Materials provided
'''

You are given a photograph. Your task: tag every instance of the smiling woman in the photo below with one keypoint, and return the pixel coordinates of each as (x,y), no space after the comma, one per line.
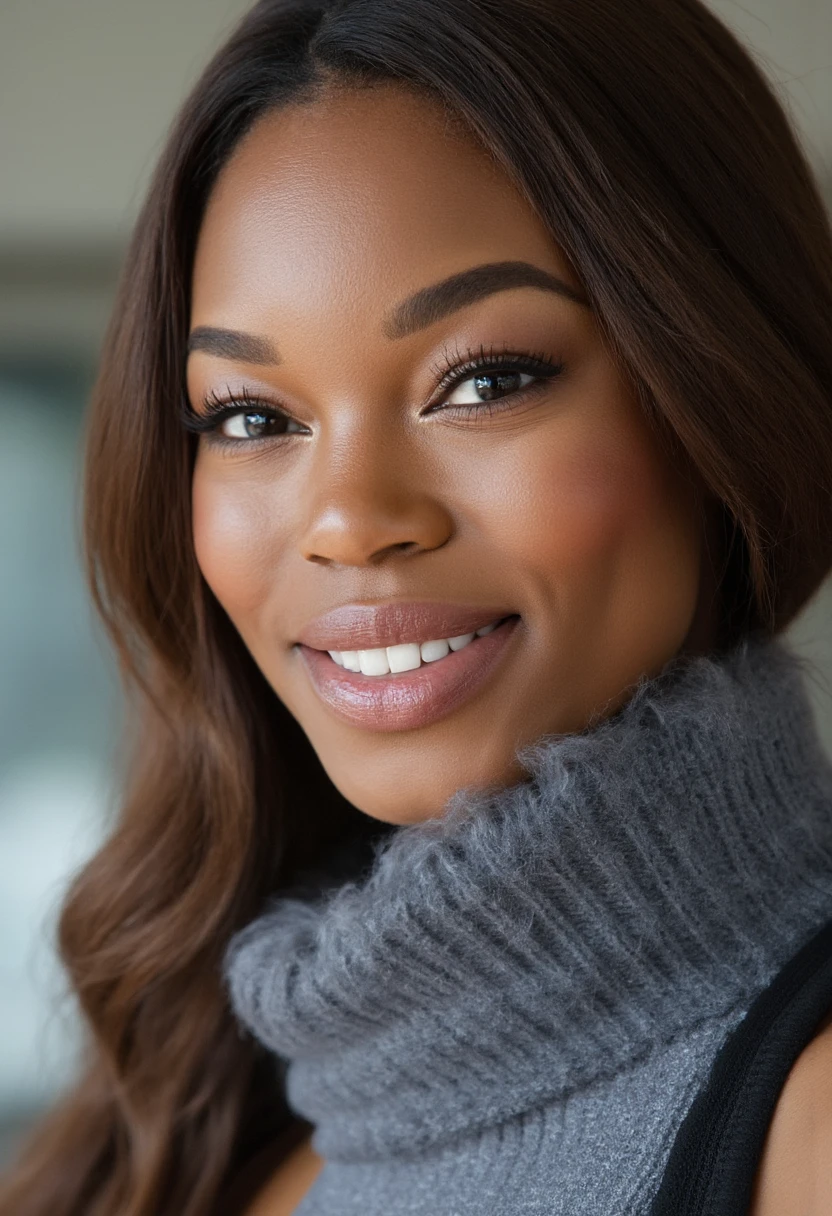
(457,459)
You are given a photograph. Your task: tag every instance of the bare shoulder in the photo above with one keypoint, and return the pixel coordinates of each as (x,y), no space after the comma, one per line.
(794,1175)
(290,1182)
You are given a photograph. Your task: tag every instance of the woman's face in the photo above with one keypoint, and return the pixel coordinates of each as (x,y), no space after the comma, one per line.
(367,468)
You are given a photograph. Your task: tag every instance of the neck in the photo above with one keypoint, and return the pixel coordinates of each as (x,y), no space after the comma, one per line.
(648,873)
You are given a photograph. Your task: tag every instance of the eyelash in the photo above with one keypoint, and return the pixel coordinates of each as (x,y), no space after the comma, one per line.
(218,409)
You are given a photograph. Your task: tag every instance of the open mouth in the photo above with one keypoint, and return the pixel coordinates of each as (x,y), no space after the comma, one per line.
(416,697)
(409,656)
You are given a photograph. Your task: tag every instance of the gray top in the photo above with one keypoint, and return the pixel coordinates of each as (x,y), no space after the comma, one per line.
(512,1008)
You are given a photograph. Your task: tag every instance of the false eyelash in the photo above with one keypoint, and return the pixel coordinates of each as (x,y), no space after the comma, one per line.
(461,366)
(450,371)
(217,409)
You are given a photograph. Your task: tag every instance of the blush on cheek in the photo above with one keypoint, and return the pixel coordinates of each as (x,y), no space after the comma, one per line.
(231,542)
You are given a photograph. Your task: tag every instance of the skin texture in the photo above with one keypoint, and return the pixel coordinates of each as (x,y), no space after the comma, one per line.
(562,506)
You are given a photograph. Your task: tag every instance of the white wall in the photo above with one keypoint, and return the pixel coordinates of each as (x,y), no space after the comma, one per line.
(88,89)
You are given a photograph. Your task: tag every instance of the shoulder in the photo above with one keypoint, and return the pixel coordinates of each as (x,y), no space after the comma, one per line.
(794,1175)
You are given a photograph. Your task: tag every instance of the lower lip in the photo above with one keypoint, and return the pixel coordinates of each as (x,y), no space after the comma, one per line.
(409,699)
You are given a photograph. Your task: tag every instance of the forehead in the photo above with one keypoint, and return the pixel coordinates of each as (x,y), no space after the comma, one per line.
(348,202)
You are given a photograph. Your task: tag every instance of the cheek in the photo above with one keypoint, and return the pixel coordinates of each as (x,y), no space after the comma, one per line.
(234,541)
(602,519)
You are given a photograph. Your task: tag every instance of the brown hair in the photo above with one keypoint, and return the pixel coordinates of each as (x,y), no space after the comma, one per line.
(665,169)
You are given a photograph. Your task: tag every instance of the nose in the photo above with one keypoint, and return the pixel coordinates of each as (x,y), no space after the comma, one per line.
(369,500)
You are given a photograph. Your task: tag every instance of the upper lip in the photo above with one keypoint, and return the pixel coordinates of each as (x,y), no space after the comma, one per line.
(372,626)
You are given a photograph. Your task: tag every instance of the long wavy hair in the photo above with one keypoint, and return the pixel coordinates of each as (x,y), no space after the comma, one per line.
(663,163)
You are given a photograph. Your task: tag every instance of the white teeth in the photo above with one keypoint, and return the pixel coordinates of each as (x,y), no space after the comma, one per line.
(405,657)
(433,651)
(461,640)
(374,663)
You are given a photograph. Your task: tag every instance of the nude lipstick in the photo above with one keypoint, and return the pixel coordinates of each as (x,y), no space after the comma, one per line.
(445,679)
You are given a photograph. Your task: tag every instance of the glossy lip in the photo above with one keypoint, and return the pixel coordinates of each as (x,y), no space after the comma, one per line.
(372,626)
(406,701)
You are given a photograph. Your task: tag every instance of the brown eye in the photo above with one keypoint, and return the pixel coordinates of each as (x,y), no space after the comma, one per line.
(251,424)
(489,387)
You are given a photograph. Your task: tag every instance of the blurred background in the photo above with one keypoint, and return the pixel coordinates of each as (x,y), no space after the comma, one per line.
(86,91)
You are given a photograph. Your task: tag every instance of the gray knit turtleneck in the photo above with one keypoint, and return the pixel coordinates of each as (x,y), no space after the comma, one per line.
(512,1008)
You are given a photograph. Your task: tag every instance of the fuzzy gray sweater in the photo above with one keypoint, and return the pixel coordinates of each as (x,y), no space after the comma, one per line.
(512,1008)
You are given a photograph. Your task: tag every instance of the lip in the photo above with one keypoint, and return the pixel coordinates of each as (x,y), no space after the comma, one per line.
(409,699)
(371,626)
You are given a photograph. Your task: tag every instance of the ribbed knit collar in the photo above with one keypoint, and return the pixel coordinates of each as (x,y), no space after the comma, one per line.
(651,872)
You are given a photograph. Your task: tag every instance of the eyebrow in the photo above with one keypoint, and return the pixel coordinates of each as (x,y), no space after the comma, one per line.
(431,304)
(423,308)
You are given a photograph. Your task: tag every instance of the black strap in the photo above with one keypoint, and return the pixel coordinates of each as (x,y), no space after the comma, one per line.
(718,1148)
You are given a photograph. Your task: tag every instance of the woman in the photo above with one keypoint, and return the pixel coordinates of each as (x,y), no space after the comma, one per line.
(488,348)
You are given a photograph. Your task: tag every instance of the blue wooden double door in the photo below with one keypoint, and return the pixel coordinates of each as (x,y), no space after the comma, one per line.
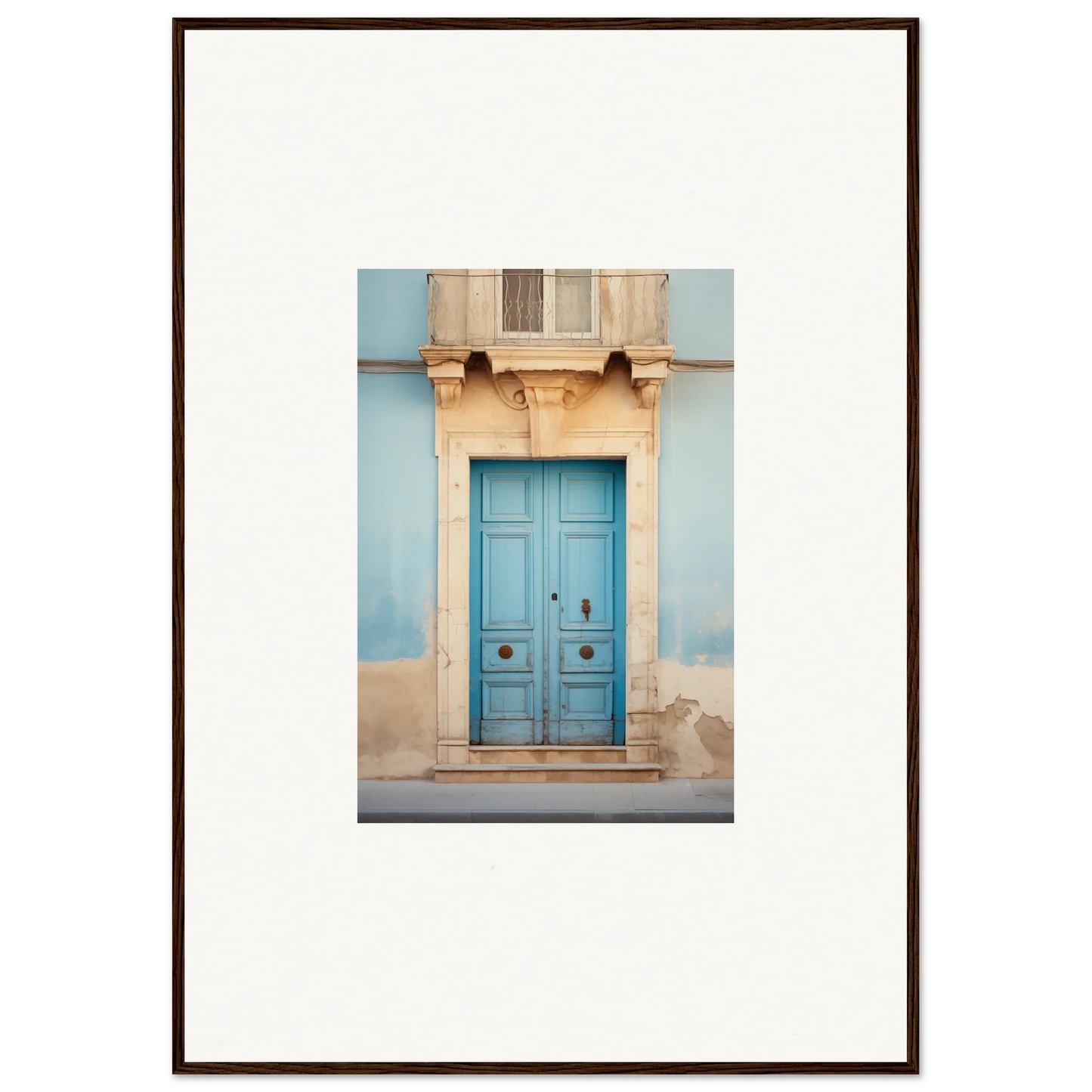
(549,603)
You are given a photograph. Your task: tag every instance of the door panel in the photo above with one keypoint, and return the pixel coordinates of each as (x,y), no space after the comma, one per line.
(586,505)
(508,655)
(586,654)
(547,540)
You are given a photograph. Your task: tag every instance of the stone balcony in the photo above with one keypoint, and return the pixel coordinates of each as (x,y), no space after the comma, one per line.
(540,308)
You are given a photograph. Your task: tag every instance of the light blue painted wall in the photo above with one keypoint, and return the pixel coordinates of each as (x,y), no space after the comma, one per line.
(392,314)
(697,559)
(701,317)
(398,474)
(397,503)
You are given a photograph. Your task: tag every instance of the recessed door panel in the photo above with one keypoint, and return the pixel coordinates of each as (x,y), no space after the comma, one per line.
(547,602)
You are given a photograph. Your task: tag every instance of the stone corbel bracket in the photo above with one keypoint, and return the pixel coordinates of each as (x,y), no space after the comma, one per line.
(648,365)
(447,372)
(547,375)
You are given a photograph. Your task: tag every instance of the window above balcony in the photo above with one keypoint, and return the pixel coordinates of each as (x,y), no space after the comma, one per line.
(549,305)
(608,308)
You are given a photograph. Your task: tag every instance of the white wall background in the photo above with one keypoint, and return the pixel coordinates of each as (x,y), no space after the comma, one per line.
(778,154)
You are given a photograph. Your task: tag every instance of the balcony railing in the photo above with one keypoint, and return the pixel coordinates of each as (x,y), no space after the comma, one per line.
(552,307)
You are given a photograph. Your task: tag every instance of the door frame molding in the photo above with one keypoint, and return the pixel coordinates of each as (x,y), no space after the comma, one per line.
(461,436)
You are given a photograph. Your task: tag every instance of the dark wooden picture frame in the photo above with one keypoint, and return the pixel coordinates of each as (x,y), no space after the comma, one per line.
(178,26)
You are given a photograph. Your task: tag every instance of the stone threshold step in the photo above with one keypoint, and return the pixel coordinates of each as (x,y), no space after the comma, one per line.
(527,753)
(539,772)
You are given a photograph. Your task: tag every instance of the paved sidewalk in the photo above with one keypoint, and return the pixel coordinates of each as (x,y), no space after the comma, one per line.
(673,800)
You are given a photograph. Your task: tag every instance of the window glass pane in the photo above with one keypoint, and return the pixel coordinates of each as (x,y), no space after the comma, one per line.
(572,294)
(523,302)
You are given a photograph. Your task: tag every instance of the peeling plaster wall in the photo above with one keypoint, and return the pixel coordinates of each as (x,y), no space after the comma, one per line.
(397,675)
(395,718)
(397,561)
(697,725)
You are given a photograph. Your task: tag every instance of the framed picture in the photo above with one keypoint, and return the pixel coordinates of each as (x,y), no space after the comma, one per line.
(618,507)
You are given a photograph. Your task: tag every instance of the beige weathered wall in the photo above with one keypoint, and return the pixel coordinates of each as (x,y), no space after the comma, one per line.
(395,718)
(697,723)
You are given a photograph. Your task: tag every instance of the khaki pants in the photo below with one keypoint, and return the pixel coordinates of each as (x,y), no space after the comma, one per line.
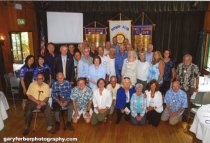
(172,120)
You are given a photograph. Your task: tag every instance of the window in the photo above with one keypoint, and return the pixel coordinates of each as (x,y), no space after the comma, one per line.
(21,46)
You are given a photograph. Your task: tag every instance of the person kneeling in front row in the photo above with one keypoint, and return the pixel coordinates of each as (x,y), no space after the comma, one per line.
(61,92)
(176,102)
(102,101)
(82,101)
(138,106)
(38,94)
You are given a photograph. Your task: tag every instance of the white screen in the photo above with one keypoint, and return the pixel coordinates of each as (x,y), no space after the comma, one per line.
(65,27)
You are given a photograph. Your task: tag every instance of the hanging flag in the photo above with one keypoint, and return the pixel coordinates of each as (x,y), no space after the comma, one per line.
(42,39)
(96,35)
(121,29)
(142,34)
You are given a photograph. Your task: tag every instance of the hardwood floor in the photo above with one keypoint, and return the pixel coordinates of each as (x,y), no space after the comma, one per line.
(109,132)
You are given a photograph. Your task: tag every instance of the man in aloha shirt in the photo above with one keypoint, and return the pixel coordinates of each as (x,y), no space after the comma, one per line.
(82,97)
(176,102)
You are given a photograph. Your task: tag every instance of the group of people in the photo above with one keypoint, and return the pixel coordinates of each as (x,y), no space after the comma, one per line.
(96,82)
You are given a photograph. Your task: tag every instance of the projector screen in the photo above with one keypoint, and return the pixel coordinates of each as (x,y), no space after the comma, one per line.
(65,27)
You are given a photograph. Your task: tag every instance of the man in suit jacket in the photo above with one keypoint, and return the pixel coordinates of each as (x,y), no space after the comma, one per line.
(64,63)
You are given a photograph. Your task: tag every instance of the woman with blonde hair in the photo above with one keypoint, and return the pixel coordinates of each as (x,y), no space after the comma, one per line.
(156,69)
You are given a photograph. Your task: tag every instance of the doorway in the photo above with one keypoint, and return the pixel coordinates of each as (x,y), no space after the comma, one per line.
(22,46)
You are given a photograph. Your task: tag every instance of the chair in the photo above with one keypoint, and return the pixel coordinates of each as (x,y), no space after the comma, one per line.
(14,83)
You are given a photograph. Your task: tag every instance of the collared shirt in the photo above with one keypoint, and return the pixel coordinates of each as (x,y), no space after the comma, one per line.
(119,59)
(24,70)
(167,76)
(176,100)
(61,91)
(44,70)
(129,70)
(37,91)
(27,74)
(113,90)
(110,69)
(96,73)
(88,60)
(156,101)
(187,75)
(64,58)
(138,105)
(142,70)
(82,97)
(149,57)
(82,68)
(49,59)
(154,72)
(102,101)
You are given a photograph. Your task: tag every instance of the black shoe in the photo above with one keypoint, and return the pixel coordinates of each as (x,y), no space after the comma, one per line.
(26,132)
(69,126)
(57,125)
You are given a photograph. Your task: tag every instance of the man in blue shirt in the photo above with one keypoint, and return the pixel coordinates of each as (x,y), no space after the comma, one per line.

'''

Task statement
The lines to reproduce run from the one that contains "of the doorway" through the last line above; copy them exactly.

Output for this exercise
You are given a photograph. Your task: tag every instance of the doorway in the photo above with one keypoint, and return the pixel coordinates of each as (x,y), no space after the comma, one per line.
(22,46)
You are given a photograph. Your task: tag every instance of the chair in the photo above with one keypoint, and return the pixel coordinates of each as (x,y), no space after the comma, one per line.
(14,83)
You are given a photograph. Your task: tag every instance of the collared shirt in the photo above with one keypoint, and return the pixel coordinates of each as (x,y), no space after the comma, one per line.
(119,59)
(24,70)
(167,76)
(176,100)
(61,91)
(44,70)
(129,70)
(37,91)
(27,74)
(113,90)
(110,69)
(96,73)
(88,60)
(156,101)
(187,75)
(64,58)
(138,105)
(142,70)
(82,97)
(149,57)
(82,68)
(49,59)
(154,72)
(102,101)
You are given a photograph. Your task: tag every instance of the black shoe in the photo above with one keypoint, and return the pixel coordinates of each as (x,y), no space after the comma, one per line.
(26,132)
(69,126)
(57,125)
You are given a photograph. Your task: tag every instance of the man in blue shirt in the photo above with one keypoint, and return the pixel coordinates of each as (x,y), no space after the comma, one per line.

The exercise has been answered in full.